## Okuma Metni
━━━━━━━━
Halkların demokratik geleceği-IV:

Kurtuluş yok tek başına…

HDP’nin “yeniden kuruluş” hamlesinin gerçekleştirilmesi, sadece HDP Kongresi’nin omuzlarına yüklenemez, eş anlı olarak özgürlük hareketinin ulusal görevleri HDP’ye aktarmak yerine bu görevleri devralacak çoklu, çoğulcu danışma ve müzakere mekanizmaların inşasına ön ayak olarak HDP’nin önünü açması gerekir.

2015 İzmir HDP seçim mitingi, Gündoğdu meydanı

Dört haftadır süren “Halkların demokratik geleceği” dizisinin önceki bölümlerinde, seçim sonuçlarından hareketle, HDP’nin kendisine biçtiği varlık nedenlerine ve önüne koyduğu stratejik ve taktik hedeflere ilişkin olarak iki kesimden -daha sınırlı olarak HDP zeminlerinden, daha yaygın olarak da HDP dışından- gelen HDP’nin hitap alanındaki topluluk ve güçlerle HDP’ye yönelik eleştirel “diyaloglar” kurmayı hedefleyen kimi “itirazlar”ın geçerliğini tartıştık.

Tartışmayı sona erdirirken kesin bir dille söylenebilir ki, 2023 milletvekili ve cumhurbaşkanlığı seçimlerinde elde ettiği sonuçlar, HDP “paradigması”nın -HDP’yi oluşturan tarafların, genel dünya tasavvuru, programı, hedefleri”nin- 2013’e nispetle geçerliliğini yitirmiş olabileceğine ilişkin herhangi bir argümanı desteklemiyor.

Olgular ve mantıksal muhakeme, HDP’nin “miyadını doldurduğu”, “döneminin geçtiği”ne dair ortaya atılan iddiaların kötücül beklentiler olmaktan fazla bir hakikat içermediğini anlatıyor. 10. yılında HDP, hala Türkiye politik tablosunun üçüncü büyük gücü, Kürtlerin siyasal ve toplumsal taleplerinin genel siyaset alanındaki tek temsilcisi ve politik güç dengesinde Türkiye’nin radikal demokratik ve toplumsal muhalefet güçlerinin buluştuğu biricik siyasal ortaklık zeminidir. Bu, zamanını doldurmuş, önemini yitirmiş, sonuçsuz kalmış bir girişim tablosundan bambaşka bir şeydir.
━━━━━━━━
## Verilen Görev A
HDP'nin geleceğini ele alan yazıya göre şu soruları yanıtla:
(i) "Halkların demokratik geleceği" dizisi kaç haftadır sürüyor?
(ii) HDP hangi seçimlerde elde ettiği sonuçlar üzerinden değerlendiriliyor?
(iii) HDP, 10. yılında Türkiye politik tablosunun kaçıncı büyük gücü?
## Verilen Görev B
HDP'nin geleceğini ele alan yazıda "2015 İzmir HDP" ile başlayıp "bir argümanı desteklemiyor." ile biten kısmı olduğu gibi tekrarla.
## Verilen Görev C
HDP'nin geleceğini ele alan yazıyı kaldığı yerden alıp sürdür.
Kayıtlar başka bir kaynaktan alınmıştır.

[Nesne algılama verileri]
━━━━━━━━
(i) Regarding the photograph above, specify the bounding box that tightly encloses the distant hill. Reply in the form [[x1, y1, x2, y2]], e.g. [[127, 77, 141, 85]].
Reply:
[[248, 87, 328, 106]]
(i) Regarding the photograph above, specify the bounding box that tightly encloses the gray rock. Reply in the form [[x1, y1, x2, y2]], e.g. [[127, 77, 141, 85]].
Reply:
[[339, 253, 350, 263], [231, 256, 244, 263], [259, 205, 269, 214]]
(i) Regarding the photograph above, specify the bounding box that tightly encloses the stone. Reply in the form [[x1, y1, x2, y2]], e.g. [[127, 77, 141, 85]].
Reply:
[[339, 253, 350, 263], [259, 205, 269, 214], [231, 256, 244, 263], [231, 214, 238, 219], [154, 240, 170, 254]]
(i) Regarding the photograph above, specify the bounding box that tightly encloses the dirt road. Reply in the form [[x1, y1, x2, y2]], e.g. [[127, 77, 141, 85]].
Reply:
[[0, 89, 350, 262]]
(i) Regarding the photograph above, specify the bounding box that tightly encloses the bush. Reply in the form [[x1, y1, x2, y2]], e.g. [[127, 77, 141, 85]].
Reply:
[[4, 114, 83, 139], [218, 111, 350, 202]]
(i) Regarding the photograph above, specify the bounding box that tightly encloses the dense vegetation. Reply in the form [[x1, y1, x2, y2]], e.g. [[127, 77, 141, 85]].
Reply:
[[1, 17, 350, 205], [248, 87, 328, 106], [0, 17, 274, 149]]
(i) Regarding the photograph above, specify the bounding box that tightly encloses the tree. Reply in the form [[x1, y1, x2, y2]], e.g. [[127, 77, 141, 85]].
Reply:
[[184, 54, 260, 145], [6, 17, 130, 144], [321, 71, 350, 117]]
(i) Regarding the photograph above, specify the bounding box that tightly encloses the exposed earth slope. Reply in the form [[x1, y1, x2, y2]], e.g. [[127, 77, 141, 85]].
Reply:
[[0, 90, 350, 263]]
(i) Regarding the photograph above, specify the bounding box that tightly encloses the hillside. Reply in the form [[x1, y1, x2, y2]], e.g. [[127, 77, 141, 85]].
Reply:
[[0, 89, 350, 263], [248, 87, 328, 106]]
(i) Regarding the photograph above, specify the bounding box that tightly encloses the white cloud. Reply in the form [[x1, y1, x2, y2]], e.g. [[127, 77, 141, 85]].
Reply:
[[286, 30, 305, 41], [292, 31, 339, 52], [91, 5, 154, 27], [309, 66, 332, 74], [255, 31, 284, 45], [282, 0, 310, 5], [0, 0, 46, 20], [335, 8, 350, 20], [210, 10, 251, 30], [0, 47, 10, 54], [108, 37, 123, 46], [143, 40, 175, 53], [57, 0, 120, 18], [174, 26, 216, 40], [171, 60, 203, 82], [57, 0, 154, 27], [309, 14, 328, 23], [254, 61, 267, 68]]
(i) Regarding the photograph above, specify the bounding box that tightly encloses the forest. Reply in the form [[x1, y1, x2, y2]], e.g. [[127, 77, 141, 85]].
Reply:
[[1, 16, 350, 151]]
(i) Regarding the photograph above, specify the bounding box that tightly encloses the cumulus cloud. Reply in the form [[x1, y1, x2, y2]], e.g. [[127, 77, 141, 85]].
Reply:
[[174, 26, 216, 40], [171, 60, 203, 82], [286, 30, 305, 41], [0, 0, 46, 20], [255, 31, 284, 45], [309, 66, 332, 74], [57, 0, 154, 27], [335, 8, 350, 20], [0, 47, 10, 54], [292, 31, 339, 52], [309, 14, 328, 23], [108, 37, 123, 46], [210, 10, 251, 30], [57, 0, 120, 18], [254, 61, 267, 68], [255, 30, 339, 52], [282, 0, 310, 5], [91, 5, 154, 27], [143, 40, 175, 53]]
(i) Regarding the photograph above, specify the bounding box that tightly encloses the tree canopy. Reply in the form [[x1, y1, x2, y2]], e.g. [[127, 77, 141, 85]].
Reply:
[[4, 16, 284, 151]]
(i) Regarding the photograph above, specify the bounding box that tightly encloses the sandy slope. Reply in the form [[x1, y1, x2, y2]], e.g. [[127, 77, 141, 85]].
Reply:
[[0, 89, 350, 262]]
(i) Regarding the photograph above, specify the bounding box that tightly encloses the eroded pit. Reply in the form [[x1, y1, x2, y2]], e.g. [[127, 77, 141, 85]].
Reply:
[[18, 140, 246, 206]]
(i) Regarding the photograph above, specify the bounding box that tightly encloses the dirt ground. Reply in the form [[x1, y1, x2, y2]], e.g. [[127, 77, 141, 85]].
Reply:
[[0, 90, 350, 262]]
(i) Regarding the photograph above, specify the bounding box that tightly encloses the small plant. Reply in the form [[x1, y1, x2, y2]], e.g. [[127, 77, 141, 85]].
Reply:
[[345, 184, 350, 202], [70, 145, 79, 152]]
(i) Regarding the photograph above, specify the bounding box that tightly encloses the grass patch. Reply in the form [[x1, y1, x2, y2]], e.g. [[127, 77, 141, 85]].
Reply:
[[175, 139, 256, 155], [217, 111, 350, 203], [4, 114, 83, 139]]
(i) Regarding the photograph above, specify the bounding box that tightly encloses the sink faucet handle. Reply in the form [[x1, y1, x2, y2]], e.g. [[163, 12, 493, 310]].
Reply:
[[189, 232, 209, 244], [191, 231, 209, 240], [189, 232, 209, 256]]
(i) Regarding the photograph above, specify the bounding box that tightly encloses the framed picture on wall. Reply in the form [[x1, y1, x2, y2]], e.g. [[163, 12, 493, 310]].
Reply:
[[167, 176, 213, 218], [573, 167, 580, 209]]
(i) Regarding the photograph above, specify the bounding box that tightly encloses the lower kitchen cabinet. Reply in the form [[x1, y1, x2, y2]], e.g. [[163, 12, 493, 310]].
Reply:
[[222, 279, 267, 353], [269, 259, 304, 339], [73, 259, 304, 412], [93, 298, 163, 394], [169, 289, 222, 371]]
━━━━━━━━
## Doğru Cevap A
(i) Dört haftadır.
(ii) 2023 milletvekili ve cumhurbaşkanlığı seçimlerinde.
(iii) Üçüncü büyük gücü.

## Doğru Cevap B
2015 İzmir HDP seçim mitingi, Gündoğdu meydanı

Dört haftadır süren “Halkların demokratik geleceği” dizisinin önceki bölümlerinde, seçim sonuçlarından hareketle, HDP’nin kendisine biçtiği varlık nedenlerine ve önüne koyduğu stratejik ve taktik hedeflere ilişkin olarak iki kesimden -daha sınırlı olarak HDP zeminlerinden, daha yaygın olarak da HDP dışından- gelen HDP’nin hitap alanındaki topluluk ve güçlerle HDP’ye yönelik eleştirel “diyaloglar” kurmayı hedefleyen kimi “itirazlar”ın geçerliğini tartıştık.

Tartışmayı sona erdirirken kesin bir dille söylenebilir ki, 2023 milletvekili ve cumhurbaşkanlığı seçimlerinde elde ettiği sonuçlar, HDP “paradigması”nın -HDP’yi oluşturan tarafların, genel dünya tasavvuru, programı, hedefleri”nin- 2013’e nispetle geçerliliğini yitirmiş olabileceğine ilişkin herhangi bir argümanı desteklemiyor.

## Doğru Cevap C
HDP daha önce ittifaklarıyla birlikte “tek liste” olarak girdiği genel seçimlere, 2023’te Yeşil Sol Parti bayrağı altında ve “Emek ve Özgürlük İttifakı” listesiyle girdi. “İttifak”, TBMM’de seçmenlerin yüzde 10,56’sının 5 milyon 744 bin 4 oyuyla 600 kişilik TBMM’de 65 sandalye aldı. HDP’nin TİP dışındaki müttefikleriyle toplam oyu 4 milyon 803 bin 774, oy oranı yüzde 8,83, milletvekili sayısı 61 oldu. TİP’in oy oranıysa yüzde 1, 73, oy toplamı 940 bin 230, milletvekili sayısı yüzde 1,73. “Tek liste” halinde girilse, yükselen sinerji ve oyların bölünmemesi dolayısıyla toplam oy oranı, oy ve milletvekili sayısının daha yüksek olması beklenirdi.

Önceki seçimlerle karşılaştırılabilir olan bu “ittifak oyu” toplamı, HDP’nin 2014 ve 2018 Cumhurbaşkanlığı seçimlerinde aldığından daha yüksek, ancak Haziran ve Kasım 2015 ve 2018 Milletvekili Genel Seçimlerindekilerden daha düşük. 10 yıllık tarihi boyunca elde ettiği en başarısız sonuç bu olmamakla birlikte HDP, 2023’te karşısına koyduğu üç hedefe de ulaşamadı: Seçmenlerin “en az yüzde 15”inin desteğini alamadı, “tek adam diktatörlüğü”nün yıkılmasının başlangıcı olarak Erdoğan’ı Cumhurbaşkanlığı’ndan ve AKP-MHP ittifakını TBMM’de çoğunluk konumundan uzaklaştırmayı başaramadı. Bu sonuçlarla faşizm, Türkiye’nin modern tarihinin en gerici bloku üzerinden iktidar yürüyüşünü sürdürüyor.

Öte yandan, seçim sonuçlarının meşruiyetinin ağır bir gölge altında olduğu, bu sonuçların gerçek politik güç dengesini yansıttığı konusunda iktidar bloku dışında toplumun bütün kesimlerinin derin bir kuşku duyduğu, seçim sürecinin özellikle HDP aleyhine son derece ağır, kabul edilemez, tevil götürmez eşitsizliklerle malul olduğu da yerli yabancı bütün tarafsız [iktidar yanlısı olmayan] seçim gözlemcilerinin kabul ettiği gerçekler.

Şu hâlde, sorun nerede, “eleştiriler”, tatminsizlik duygularının yüze vurması, tamamen nedensiz mi? Yani “ateş olmayan yerden” mi duman çıkıyor? Değilse sorgulamaya nereden başlamalı?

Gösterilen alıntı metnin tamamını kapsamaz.